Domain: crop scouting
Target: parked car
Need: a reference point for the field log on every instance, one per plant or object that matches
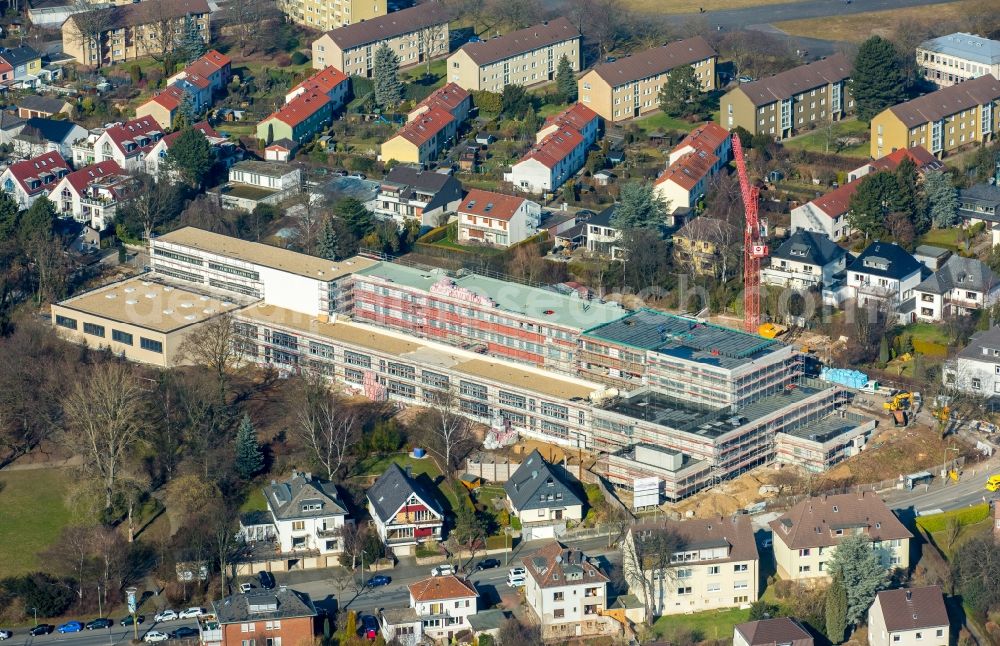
(443, 570)
(487, 564)
(369, 626)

*Exercise brief:* Could you write out the records again with "parked car" swapped for "pickup truck" and everything else unchanged? Leave the pictures out.

*Output of the exercise:*
Domain: crop scouting
Target: pickup truck
Need: a reference point for the field log on every instance, one per plant or object that matches
(443, 570)
(487, 564)
(369, 626)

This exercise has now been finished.